-- start Reading passage --

LightGBM
LightGBM copied to clipboard
Support select a subset of features from a constructed dataset
Summary
Support select a subset of features from a constructed dataset.
lgb.Dataset.subset(used_indices: List[int], used_columns: List[str]=None, params=None) -> lgb.Dataset
Motivation
The Dataset object of LightGBM is awesome because it's super memory-efficient. So I build a workflow around the Dataset like this:
- Construct Dataset from a huge dataframe with many features, via the lgb.Sequence API.
- Train a LightGBM model on the Dataset, and select the top features from the huge dataframe.
- Construct another Dataset on the selected dataframe.
- Train a LightGBM model on the selected Dataset.
However, the step 2 and 3 require many I/O operations and become the bottleneck in my experiments, so I wonder if we can directly select a subset of features from a constructed dataset. If we have that API, the above workflow will be:
- Construct Dataset from a huge dataframe via the lgb.Sequence API.
- Train a LightGBM model on the Dataset, then select the top features from the Dataset directly and construct a new smaller Dataset.
- Train a LightGBM model on the selected Dataset.
Description
I think this feature selection demand is common on handling huge number of features after a dataset is constructed. In my case, because the dataframe is too large to live in the RAM, it takes a long time to select the raw dataframe (~30 min) and reconstruct another dataset from it (~30 min), while the final training only takes about 20 min.
I've read through the existing parameters and APIs. And I think the closest 3 features are:
- Dataset parameter:
ignore_column
. But it works only in case of loading data directly from text file. I've read the source code and it skips columns before constructing them. - Python API:
lgb.Dataset.add_features_from()

-- end Reading passage --

_Stated goal A:_ Reproduce the passage of the LightGBM feature request starting at "- Construct another" and ending at "new smaller Dataset.".

-- start Supplied material --

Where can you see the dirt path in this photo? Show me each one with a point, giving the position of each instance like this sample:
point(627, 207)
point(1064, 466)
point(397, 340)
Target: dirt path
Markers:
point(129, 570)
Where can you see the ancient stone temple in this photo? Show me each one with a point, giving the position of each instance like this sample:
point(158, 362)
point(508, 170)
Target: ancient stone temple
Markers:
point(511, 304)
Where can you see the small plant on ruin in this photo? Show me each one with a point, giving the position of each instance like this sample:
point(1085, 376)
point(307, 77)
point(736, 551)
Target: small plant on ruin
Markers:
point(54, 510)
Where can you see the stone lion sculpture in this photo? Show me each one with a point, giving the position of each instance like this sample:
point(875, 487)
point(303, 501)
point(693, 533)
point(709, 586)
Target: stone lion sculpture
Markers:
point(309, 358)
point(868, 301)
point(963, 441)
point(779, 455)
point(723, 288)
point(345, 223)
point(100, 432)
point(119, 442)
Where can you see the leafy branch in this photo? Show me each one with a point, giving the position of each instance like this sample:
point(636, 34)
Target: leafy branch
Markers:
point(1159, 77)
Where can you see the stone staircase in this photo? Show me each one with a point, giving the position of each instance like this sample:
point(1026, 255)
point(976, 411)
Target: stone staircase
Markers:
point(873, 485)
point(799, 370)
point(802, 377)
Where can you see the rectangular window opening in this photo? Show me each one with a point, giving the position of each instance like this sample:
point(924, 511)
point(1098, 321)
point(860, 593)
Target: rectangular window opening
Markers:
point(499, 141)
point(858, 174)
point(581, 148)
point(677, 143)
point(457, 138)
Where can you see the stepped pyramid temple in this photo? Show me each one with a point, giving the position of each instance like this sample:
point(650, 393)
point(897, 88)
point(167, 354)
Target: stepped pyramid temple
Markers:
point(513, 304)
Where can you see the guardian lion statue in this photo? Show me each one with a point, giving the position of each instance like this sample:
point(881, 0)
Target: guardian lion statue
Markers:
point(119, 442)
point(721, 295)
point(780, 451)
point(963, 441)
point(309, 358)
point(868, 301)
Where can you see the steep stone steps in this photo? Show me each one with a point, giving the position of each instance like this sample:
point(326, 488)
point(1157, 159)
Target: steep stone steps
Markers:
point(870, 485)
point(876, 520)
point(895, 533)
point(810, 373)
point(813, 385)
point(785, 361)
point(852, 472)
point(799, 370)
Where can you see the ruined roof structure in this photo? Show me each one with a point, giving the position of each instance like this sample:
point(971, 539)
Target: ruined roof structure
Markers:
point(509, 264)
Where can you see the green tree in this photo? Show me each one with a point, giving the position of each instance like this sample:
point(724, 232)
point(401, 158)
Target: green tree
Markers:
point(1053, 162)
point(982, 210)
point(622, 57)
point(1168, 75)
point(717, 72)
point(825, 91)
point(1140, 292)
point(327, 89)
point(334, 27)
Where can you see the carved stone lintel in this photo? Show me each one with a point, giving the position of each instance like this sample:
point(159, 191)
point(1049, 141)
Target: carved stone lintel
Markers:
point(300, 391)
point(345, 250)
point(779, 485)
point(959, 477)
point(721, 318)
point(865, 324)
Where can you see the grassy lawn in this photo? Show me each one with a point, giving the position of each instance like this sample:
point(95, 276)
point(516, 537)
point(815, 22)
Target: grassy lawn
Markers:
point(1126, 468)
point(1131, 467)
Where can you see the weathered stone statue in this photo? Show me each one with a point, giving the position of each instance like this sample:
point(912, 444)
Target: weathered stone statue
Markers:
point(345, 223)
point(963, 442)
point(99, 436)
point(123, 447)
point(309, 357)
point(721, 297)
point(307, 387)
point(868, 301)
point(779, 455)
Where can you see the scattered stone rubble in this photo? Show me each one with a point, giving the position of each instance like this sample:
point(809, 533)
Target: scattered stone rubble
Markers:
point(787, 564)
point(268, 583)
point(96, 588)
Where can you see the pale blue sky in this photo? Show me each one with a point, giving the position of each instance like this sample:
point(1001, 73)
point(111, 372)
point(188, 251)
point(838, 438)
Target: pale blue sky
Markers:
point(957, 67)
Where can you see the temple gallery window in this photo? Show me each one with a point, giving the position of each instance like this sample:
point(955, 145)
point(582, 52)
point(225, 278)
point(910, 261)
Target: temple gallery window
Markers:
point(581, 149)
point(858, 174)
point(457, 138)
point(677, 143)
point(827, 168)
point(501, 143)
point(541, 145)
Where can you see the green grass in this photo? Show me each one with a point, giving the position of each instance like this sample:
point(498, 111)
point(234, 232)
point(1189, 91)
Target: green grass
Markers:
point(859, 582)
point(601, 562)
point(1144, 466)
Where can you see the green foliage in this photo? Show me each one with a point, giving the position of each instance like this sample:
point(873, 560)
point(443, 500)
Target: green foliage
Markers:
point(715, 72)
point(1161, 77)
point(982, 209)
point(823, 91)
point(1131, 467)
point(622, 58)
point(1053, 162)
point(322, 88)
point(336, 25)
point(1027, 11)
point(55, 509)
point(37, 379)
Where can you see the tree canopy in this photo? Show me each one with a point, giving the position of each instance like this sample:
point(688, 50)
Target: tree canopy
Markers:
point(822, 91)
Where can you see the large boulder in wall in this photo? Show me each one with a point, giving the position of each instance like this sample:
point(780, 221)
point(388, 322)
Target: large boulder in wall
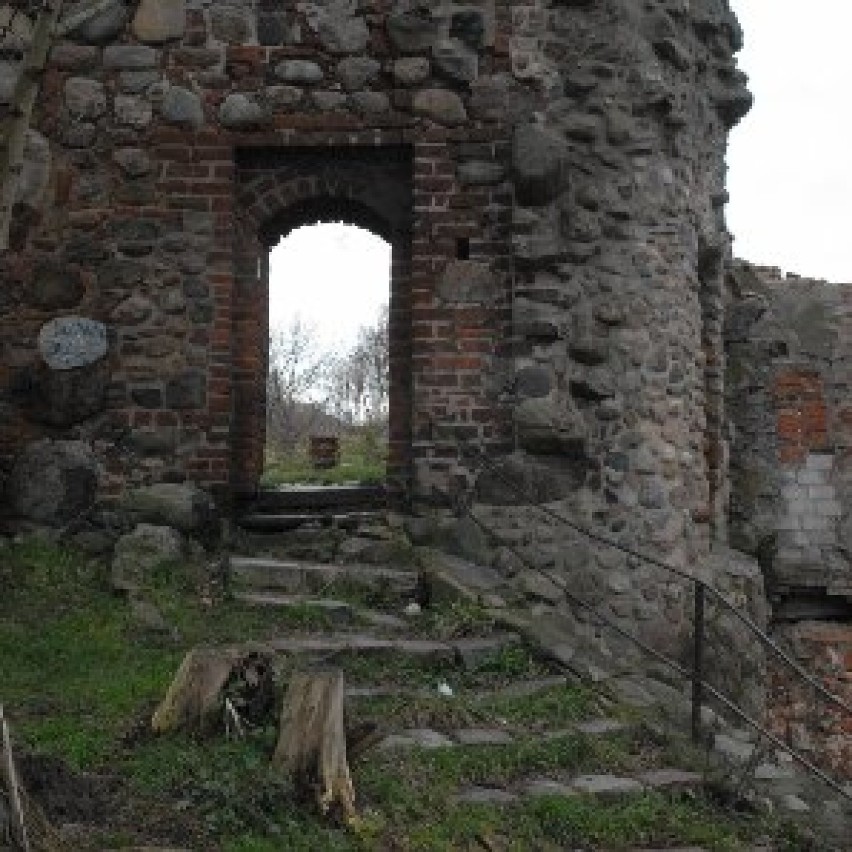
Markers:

-- end Supplied material --

_Stated goal B:_ In the records, rewrite the lines starting at the line containing "Where can you see the temple" and ending at the line containing "point(541, 145)", with "temple gallery window" changed to "temple gallery opening" and nothing else altered. Give only those lines.

_Correct answer A:_
- Construct another Dataset on the selected dataframe.
- Train a LightGBM model on the selected Dataset.
However, the step 2 and 3 require many I/O operations and become the bottleneck in my experiments, so I wonder if we can directly select a subset of features from a constructed dataset. If we have that API, the above workflow will be:
- Construct Dataset from a huge dataframe via the lgb.Sequence API.
- Train a LightGBM model on the Dataset, then select the top features from the Dataset directly and construct a new smaller Dataset.

_Correct answer B:_
Where can you see the temple gallery opening in this photo? Show me each one with a point, giving the position of each instance like this sample:
point(955, 145)
point(582, 52)
point(225, 278)
point(910, 261)
Target: temple gallery opening
Markers:
point(581, 149)
point(858, 174)
point(457, 138)
point(677, 143)
point(827, 168)
point(501, 143)
point(541, 145)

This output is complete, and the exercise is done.